● Acciones requeridas
**a)** Indique si cada afirmación concuerda con la columna «La gripe antisocial» y cite las palabras exactas de la columna que lo deciden: (i) las religiones han sido siempre las administradoras del arrepentimiento; (ii) los expertos en salud pública y los nuevos chamanes de la vida alternativa han reescrito los siete pecados capitales; (iii) solo algunos análisis tienen las llamadas «líneas rojas».
**b)** Reproduzca al pie de la letra el fragmento de la columna «La gripe antisocial» que empieza en "La gripe antisocial" y acaba en "los mismos resultados.".
**c)** Prolongue la columna «La gripe antisocial» a partir de su última frase.

● Extracto de la fuente
↓
La gripe antisocial
- Foto: TOÑO VEGA
Todo placer comporta un sufrimiento. Después del amor todos los animales están tristes. Después de la verbena llega la melancolía. Existe un mecanismo de autodefensa ante la euforia excesiva. Y para neutralizar los excesos no hay nada más eficaz que la exaltación del arrepentimiento. Los administradores del arrepentimiento han sido siempre las religiones. Y cuando la religión de lo sobrenatural ha caído en desuso, han llegado los religiosos de la razón para conseguir los mismos resultados.
Los administradores del arrepentimiento son hoy los burócratas de los hábitos de salud. En un afán de convertir nuestros cuerpos golosos y ávidos en cuerpos angélicos, los expertos en salud pública y los nuevos chamanes de la vida alternativa han reescrito los 10 mandamientos y nos advierten en todo momento de lo mal que estamos haciendo las cosas. Antes a ese mal se le llamaba pecado. Ahora el fundamentalismo salutífero ha inventado pecados nuevos y extrañas tablas cuyos límites no pueden sobrepasarse. Cualquier análisis dispone de las llamadas «líneas rojas» bajo las cuales todo se mantiene en el orden celular establecido. Pero ay de ustedes si las sobrepasan, porque entonces es que ustedes están caminando implacablemente hacia la autodestrucción.
↑
● Datos extraídos
↓
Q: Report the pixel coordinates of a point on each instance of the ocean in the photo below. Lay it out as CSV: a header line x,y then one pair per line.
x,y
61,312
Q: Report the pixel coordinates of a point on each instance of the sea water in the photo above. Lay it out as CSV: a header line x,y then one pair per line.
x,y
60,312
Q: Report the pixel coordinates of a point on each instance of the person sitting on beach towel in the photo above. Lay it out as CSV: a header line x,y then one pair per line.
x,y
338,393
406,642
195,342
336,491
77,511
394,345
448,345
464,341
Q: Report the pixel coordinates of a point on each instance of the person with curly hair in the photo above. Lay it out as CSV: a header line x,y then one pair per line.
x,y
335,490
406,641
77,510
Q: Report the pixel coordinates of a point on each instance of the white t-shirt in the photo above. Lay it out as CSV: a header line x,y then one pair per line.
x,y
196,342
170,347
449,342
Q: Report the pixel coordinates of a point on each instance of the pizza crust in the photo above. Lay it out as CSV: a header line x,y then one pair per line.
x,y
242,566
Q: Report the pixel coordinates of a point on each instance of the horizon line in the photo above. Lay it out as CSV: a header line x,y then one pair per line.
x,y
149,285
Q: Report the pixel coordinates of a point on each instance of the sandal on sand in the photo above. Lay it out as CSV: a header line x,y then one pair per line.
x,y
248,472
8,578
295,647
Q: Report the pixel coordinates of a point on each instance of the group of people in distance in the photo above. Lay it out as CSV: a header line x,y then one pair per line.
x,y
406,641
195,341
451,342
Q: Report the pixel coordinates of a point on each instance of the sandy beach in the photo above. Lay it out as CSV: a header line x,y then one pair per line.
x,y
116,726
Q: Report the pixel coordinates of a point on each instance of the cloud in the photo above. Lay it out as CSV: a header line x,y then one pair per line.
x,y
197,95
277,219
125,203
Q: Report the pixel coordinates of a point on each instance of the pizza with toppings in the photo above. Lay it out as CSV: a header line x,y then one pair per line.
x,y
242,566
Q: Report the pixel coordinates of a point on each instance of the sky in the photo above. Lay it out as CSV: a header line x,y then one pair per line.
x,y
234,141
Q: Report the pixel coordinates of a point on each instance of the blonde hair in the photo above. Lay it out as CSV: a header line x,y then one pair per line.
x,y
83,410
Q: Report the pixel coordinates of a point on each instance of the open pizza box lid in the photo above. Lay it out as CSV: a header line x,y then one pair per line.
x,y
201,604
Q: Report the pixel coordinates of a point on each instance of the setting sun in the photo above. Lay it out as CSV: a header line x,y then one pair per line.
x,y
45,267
↑
● Respuestas del ejercicio
**a)**
(i) Sí: "Los administradores del arrepentimiento han sido siempre las religiones."
(ii) No: "han reescrito los 10 mandamientos"
(iii) No: "Cualquier análisis dispone de las llamadas «líneas rojas»"

**b)**
La gripe antisocial
- Foto: TOÑO VEGA
Todo placer comporta un sufrimiento. Después del amor todos los animales están tristes. Después de la verbena llega la melancolía. Existe un mecanismo de autodefensa ante la euforia excesiva. Y para neutralizar los excesos no hay nada más eficaz que la exaltación del arrepentimiento. Los administradores del arrepentimiento han sido siempre las religiones. Y cuando la religión de lo sobrenatural ha caído en desuso, han llegado los religiosos de la razón para conseguir los mismos resultados.

**c)**
Los malos hábitos se contraen por la boca. El hombre, ese prodigioso animal omnívoro, ha dejado de ser un templo blindado por vacunas y hoy se nos ofrece como una institución agrietada y vulnerable. Hasta la publicidad insiste en la importancia de comer «sano», como si hubiera alguien que voluntariamente prefiriera alimentarse de ponzoñas y detritus, de pescados venenosos o carnes putrefactas. El omnívoro está mal visto. Y lo está porque la nueva religión de las largas vidas considera que todo lo que nos rodea es un peligro y que la nevera, ese antiguo tabernáculo de la abundancia, es en realidad un arsenal de armas de envenenamiento individual.
Pero vayamos un poco más lejos de las neveras. El aire y el agua se muestran hoy como verdaderas colonias de infusorios y de enfermedades microscópicas. ¡Qué no decir del vino, ese líquido que ha presidido todas las mesas desde los antiguos griegos hasta hoy y que constituye uno de los objetivos preferidos de nuestros políticos! En la cima de todos los peligros se encuentra el tabaco, naturalmente. Y el azúcar. Y la sal. Y las grasas, que antes eran sinónimo de reserva y que hoy son la amenaza mayor para las arterias.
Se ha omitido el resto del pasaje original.